- **Prompt**:
Set down the line that contains "Task: for every instance of the elephant trunk, drop" and every line after it to the end of the entries, exactly as they stand and nothing more.

- **Provided material**:

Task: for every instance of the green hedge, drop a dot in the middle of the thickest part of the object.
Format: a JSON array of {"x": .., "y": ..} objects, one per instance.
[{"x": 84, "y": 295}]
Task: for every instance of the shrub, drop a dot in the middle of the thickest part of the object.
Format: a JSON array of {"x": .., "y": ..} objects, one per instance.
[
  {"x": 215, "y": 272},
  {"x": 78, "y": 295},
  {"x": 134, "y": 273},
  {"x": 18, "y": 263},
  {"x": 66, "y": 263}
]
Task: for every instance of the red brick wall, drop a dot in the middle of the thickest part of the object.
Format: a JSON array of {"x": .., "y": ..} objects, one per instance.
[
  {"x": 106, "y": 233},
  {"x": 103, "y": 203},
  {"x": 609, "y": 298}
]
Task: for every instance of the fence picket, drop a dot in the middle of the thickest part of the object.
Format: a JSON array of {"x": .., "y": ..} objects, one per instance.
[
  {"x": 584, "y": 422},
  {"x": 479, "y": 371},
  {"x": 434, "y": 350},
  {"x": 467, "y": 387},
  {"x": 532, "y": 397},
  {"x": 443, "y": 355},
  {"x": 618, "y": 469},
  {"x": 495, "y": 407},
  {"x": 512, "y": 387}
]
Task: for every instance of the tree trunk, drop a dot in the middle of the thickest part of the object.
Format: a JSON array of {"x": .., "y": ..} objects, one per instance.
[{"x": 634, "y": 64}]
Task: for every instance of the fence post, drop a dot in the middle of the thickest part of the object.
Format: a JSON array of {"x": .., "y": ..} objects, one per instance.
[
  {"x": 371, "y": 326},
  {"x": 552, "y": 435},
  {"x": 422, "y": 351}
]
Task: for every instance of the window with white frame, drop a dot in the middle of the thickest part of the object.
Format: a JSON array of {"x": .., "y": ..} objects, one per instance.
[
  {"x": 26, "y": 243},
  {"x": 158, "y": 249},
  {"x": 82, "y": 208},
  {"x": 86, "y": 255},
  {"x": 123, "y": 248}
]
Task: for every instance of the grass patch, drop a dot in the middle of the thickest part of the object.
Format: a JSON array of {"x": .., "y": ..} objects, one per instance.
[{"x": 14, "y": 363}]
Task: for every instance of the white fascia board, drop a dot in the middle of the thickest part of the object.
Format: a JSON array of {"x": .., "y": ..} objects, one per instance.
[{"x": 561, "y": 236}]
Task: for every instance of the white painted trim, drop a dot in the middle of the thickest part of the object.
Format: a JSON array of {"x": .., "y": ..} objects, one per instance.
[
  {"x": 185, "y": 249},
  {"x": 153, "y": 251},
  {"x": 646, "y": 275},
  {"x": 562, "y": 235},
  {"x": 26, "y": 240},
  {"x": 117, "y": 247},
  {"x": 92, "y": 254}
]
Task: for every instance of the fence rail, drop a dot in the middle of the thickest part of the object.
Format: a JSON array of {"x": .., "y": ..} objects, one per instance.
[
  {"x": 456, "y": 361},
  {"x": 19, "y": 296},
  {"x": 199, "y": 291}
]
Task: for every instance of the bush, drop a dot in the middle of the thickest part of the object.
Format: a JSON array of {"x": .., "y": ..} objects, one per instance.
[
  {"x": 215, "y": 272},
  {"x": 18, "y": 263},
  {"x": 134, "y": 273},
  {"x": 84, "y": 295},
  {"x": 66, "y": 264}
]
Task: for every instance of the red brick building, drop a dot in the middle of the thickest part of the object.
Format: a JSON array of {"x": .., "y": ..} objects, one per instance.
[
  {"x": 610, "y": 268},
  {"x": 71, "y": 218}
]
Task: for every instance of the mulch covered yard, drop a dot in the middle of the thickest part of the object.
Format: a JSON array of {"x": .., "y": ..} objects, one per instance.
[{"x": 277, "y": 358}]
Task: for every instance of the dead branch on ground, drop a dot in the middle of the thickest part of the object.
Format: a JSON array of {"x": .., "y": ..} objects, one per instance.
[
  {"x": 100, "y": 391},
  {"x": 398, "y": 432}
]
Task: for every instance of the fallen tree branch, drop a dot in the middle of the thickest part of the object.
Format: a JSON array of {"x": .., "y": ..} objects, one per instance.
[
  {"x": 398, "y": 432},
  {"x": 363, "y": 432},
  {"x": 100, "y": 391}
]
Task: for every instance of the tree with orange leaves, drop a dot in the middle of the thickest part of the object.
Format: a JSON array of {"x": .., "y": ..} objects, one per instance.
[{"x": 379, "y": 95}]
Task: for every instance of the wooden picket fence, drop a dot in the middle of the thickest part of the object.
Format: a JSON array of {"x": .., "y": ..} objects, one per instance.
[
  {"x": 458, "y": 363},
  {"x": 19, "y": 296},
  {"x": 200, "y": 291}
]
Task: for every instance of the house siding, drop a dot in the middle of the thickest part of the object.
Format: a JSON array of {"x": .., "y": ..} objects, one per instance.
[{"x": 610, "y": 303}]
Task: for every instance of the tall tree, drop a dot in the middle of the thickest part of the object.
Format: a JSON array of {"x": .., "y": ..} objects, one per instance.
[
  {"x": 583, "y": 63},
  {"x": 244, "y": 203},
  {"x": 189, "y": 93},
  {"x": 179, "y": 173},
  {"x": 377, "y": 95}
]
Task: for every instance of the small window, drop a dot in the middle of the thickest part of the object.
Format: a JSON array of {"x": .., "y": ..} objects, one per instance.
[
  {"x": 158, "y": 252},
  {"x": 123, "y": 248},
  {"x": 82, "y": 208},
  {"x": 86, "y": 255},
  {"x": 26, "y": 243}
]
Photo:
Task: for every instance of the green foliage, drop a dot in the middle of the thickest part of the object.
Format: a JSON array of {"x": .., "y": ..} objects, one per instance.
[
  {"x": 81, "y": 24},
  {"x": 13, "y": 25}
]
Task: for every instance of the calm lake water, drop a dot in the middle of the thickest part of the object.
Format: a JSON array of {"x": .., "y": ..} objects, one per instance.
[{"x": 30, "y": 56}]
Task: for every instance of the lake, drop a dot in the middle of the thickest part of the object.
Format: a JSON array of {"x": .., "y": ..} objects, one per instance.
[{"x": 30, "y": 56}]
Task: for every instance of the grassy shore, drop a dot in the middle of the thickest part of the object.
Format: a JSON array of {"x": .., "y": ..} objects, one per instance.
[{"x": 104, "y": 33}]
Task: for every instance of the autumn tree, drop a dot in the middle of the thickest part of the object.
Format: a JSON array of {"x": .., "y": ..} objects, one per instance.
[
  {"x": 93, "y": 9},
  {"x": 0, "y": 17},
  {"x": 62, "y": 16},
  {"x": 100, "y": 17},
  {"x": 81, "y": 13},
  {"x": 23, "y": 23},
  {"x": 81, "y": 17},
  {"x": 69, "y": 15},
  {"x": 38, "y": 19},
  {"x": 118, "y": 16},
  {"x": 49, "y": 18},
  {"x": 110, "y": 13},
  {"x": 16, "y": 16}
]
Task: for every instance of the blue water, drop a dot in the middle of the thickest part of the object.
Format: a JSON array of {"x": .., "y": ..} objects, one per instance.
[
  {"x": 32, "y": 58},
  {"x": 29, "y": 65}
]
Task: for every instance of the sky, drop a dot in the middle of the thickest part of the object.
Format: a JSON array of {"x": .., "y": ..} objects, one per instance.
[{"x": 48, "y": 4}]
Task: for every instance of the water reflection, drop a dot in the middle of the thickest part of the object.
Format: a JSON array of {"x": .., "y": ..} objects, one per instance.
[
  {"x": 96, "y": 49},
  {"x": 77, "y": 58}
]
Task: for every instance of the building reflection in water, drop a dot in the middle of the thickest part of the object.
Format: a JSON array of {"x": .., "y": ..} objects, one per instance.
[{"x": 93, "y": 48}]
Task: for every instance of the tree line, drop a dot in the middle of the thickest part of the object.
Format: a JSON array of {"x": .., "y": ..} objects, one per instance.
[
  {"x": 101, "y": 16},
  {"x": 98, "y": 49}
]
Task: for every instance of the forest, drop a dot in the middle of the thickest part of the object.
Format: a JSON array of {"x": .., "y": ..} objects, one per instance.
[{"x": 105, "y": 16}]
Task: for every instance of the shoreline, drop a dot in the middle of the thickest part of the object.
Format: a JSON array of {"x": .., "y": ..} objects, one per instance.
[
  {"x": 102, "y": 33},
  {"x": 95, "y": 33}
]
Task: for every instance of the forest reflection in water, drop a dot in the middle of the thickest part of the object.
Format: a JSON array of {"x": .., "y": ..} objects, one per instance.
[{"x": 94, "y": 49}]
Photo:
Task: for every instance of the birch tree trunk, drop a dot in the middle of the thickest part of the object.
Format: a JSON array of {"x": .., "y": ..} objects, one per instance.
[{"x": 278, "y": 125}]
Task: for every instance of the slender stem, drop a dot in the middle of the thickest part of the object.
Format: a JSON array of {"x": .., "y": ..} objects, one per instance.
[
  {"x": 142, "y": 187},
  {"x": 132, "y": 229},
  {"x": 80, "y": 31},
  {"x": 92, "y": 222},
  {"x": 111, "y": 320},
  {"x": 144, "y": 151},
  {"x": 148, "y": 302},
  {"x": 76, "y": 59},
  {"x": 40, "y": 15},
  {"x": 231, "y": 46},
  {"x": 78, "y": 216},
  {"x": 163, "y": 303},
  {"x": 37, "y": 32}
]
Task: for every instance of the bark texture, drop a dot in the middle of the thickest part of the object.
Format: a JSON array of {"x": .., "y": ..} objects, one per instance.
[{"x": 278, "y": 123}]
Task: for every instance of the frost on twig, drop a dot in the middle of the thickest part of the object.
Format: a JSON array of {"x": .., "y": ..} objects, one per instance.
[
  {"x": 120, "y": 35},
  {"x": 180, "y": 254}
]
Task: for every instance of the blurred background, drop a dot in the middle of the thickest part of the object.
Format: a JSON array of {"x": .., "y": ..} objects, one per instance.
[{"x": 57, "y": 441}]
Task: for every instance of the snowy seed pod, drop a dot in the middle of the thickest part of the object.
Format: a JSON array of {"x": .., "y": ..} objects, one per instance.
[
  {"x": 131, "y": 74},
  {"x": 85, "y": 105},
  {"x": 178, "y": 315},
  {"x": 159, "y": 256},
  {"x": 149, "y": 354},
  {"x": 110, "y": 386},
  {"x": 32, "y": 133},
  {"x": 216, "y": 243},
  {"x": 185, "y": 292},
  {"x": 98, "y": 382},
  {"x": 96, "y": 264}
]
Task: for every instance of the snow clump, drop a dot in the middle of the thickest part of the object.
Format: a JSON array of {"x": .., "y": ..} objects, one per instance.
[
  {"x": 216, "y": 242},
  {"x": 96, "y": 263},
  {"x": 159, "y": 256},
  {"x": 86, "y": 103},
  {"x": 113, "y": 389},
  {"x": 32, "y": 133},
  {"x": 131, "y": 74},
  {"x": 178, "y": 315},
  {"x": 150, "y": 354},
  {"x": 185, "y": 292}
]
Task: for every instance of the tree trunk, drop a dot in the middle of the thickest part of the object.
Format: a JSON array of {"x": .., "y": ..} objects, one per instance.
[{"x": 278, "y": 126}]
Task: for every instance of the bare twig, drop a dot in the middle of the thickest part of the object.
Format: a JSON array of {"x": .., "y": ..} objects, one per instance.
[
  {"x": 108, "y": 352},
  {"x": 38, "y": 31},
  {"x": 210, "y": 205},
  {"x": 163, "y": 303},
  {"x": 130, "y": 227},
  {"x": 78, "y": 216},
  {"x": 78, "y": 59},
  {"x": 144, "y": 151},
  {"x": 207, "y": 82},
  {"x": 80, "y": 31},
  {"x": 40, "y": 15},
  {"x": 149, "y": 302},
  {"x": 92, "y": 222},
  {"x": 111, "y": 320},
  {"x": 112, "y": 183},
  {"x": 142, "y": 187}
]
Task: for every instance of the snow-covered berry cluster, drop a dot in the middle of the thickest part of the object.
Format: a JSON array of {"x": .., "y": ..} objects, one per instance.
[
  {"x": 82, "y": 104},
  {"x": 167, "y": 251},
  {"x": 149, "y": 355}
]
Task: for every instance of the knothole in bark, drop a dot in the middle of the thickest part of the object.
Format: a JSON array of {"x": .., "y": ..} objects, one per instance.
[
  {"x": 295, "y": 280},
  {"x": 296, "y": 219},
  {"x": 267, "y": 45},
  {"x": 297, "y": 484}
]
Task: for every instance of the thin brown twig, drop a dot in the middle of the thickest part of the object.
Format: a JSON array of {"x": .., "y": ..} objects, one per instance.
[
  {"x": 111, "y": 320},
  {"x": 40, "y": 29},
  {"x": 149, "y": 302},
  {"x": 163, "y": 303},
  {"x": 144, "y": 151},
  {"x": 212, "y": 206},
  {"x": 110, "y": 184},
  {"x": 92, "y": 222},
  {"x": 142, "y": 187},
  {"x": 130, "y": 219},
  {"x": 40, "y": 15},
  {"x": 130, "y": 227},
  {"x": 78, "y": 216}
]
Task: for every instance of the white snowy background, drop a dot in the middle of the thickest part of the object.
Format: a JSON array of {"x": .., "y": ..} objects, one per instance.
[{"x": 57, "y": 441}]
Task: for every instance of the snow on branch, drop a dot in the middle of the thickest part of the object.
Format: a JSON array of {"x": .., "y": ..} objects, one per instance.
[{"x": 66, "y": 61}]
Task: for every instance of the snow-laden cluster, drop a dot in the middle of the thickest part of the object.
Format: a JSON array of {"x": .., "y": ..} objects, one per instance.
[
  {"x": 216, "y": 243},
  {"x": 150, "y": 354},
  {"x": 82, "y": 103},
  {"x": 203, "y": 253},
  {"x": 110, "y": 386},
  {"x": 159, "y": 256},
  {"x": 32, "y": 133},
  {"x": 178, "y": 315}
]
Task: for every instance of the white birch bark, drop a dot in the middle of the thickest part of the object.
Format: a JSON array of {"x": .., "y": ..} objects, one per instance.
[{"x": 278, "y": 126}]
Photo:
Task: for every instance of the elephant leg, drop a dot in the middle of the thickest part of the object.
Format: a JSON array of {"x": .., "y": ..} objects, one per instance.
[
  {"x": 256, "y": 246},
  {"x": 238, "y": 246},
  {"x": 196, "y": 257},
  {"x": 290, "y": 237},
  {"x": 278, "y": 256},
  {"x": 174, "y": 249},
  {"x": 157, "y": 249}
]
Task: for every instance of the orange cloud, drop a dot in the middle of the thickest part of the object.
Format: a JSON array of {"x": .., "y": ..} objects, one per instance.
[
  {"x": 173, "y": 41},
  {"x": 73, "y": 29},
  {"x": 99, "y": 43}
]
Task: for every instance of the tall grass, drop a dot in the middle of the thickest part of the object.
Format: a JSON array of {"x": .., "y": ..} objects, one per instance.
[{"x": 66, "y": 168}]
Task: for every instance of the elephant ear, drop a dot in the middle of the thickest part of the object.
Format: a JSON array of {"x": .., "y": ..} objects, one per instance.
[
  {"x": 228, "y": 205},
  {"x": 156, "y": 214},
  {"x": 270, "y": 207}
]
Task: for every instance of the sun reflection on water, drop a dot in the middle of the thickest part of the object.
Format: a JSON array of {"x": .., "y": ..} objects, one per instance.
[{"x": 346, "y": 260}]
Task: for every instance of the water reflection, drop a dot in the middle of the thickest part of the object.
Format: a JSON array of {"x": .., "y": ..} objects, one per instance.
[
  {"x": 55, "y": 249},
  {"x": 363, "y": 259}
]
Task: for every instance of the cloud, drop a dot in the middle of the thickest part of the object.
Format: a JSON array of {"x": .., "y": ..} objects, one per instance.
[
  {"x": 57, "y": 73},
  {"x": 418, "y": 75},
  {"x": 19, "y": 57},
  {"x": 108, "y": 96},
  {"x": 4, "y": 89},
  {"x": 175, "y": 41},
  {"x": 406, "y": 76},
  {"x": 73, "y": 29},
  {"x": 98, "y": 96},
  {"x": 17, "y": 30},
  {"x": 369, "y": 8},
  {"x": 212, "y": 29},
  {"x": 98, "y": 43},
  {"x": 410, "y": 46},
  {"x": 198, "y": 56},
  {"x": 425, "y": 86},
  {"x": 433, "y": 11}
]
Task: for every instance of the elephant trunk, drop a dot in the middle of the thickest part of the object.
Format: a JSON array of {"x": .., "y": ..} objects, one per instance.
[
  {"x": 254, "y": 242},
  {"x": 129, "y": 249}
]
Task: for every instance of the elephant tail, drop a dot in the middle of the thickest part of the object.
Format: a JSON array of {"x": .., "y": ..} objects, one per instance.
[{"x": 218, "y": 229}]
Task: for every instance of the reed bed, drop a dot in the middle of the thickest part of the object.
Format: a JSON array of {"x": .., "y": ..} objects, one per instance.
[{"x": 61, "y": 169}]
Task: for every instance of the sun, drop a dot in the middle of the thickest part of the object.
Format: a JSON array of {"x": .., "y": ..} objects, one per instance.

- **Expected answer**:
Task: for every instance of the elephant trunk, drop a dot in the middle of the thickest part of the object.
Format: a JSON array of {"x": .., "y": ..} objects, one per instance.
[
  {"x": 254, "y": 242},
  {"x": 129, "y": 249}
]
Task: for every instance of the elephant tail, drop a dot in the middle of the thickest part of the object.
Format: a JSON array of {"x": .., "y": ..} objects, one per instance.
[{"x": 218, "y": 229}]
Task: for every instance of the reed bed, drop a dot in the middle of the thickest part of the object.
Format: a JSON array of {"x": .., "y": ..} objects, one per instance.
[{"x": 61, "y": 169}]
Task: for every instance of the sun, drop a dot in the middle of the thickest part of the object.
Format: a JSON array of {"x": .., "y": ..} objects, one per instance.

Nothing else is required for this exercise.